### EXCERPT
------------------------

[PODCAST] US Open Rundown 8th August 2018
- Sterling continues its slide and returns to multi-month lows vs. USD and JPY
- FTSE outperforming on GBP weakness
- Looking ahead highlights include, US DoEs, RBNZ rate decision and supply from the US
Asian stock markets traded mostly positive as they sustained the momentum from the US where the majors eked modest gains with the DJIA led by strength in energy and industrials, while the S&P 500 inched closer towards all-time highs. ASX 200 (+0.3%) was led higher by miners and surprisingly financials despite weaker earnings from Australia’s largest lender CBA and scandal-ridden AMP. Elsewhere, Nikkei 225 (-0.1%) was initially supported throughout most the day by earnings and a weaker currency but then pared gains in late trade, while Hang Seng (+0.4%) and Shanghai Comp. (-1.3%) were mixed with underperformance in the mainland amid increased trade tensions after the US finalized the 2nd tranche of tariffs in which it will impose 25% tariffs on USD 16bln of Chinese goods from August 23rd. Finally, 10yr JGBs were higher for most the session despite as prices rebounded from this week’s pressure and support near the 150.00 level, while the BoJ were also in the market for nearly JPY 1tln of government bonds concentrated in 1yr-10yr maturities.

------------------------

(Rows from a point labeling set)

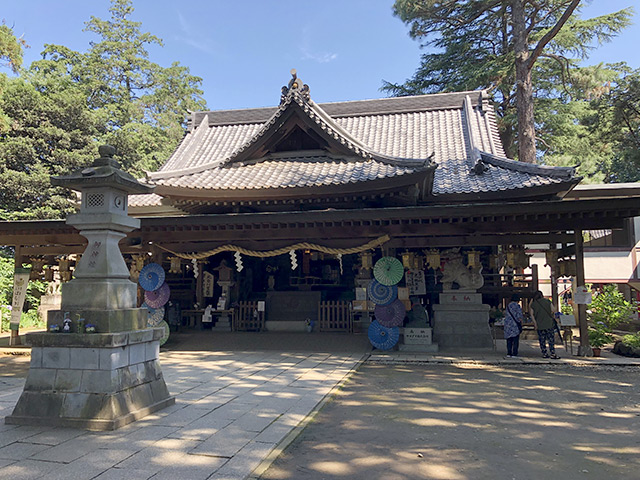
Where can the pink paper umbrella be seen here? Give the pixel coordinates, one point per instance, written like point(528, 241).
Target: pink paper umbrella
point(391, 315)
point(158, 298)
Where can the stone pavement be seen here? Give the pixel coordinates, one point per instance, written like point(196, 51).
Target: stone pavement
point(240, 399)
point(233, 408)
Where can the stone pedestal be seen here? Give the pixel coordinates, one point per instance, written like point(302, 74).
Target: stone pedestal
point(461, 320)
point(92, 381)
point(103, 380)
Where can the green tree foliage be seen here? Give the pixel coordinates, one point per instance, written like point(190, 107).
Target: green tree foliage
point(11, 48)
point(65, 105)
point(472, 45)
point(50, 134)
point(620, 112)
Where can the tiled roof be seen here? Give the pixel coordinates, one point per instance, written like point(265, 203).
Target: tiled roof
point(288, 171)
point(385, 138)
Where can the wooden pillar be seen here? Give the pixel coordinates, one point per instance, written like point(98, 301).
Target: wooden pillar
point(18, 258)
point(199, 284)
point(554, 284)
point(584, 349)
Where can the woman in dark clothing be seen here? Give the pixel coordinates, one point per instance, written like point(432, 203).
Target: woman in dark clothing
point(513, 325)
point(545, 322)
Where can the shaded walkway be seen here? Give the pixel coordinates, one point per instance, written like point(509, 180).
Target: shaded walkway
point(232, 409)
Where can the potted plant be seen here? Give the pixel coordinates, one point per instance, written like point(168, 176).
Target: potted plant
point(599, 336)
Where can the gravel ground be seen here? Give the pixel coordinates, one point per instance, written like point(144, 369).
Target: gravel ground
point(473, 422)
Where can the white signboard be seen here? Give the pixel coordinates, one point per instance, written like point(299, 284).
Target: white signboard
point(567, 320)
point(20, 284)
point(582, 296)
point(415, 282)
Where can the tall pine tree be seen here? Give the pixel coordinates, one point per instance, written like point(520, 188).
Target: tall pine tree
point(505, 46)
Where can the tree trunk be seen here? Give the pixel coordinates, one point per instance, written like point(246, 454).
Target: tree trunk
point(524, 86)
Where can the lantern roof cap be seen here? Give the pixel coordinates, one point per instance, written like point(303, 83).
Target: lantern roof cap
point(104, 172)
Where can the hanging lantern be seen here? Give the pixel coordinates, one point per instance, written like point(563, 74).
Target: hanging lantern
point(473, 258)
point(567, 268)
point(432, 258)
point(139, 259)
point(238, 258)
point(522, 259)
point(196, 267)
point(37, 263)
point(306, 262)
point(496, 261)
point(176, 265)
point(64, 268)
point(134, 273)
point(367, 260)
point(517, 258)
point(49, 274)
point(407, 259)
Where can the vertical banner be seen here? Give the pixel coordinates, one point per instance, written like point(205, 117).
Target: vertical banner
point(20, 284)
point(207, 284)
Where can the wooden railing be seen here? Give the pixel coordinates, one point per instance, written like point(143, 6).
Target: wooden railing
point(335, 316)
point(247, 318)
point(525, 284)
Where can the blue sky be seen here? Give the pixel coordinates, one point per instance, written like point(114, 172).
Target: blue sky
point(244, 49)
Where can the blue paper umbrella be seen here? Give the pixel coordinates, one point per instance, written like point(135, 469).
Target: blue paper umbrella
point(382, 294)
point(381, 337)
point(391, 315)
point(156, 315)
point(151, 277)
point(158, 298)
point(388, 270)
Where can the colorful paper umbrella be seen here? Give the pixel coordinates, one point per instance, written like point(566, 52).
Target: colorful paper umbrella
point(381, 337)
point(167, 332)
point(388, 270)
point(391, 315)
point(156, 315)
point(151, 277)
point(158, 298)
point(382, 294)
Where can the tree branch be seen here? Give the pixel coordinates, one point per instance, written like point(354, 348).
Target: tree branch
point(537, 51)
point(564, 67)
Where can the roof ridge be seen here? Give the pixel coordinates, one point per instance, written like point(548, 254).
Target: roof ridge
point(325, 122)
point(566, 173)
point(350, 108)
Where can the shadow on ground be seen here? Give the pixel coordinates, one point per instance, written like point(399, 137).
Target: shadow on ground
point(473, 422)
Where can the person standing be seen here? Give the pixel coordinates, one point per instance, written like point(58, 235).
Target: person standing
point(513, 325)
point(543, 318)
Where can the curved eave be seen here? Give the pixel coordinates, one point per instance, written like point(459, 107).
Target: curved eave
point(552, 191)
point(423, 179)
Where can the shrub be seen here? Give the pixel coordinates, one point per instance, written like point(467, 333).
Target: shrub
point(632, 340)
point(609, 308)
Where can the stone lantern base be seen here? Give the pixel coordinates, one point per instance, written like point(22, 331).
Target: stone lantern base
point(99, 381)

------------------------

### EXERCISE TASKS
**1)** Present the rows from the line with "Where can the curved" up to and including the line with "point(423, 179)" as a numbered list, leaving out any blank lines.
**2)** Carry the market rundown forward from the point where it stops.

### EXERCISE ANSWERS
**1)**
1. Where can the curved eave be seen here? Give the pixel coordinates, one point per instance, written like point(459, 107).
2. Target: curved eave
3. point(552, 191)
4. point(423, 179)

**2)**
China NDRC said they will use monetary policy including targeted RRR reductions to support debt-to-equity swaps, while it added it will require banks to be stricter in limiting corporate debt and restrict high leverage firms from borrowing too much. (Newswires)
Chinese Trade Balance (CNY)(Jul) 176.9B vs. Exp. 227.1B (Prev. 261.9B). (Newswires)
Chinese Exports (CNY)(Jul) Y/Y 6.0% vs. Exp. 5.6% (Prev. 3.1%)
Chinese Imports (CNY)(Jul) Y/Y 20.9% vs. Exp. 12.5% (Prev. 6.0%)
PBoC skipped open market operations for a net neutral daily position. (Newswires)
PBoC set CNY mid-point at 6.8313 (Prev. 6.8431)
BoJ Summary of Opinions from July 30th-31st meeting stated it is necessary to persistently continue with the current powerful monetary easing as the momentum toward 2 percent inflation is maintained. There was also the opinion that it will likely take more time than expected to achieve 2% inflation and that is time for BoJ to strengthen commitment to reaching price target due to weak price moves. Furthermore, it was suggested that the BoJ should permit long-term rates to move around -0.25% to 0.25% and should expand monetary stimulus and adopt forward guidance to spur demand and inflation expectations. (Newswires)
Italian Economy Minister Tria says he sees no flight from Italian bonds, and the position of Italy in the Euro is not being questioned. (Il Sole 24)
European equites have largely opened the day mixed, as the focus remains on large cap earnings. Uninspiring earnings from both Munich Re (-3.5%) and E.ON (-1.8%) have hit the DAX, which alongside the SMI are both in the red. The healthcare sector is the underperforming sector after Novo Nordisk reported a miss on both EBIT and revenue expectations.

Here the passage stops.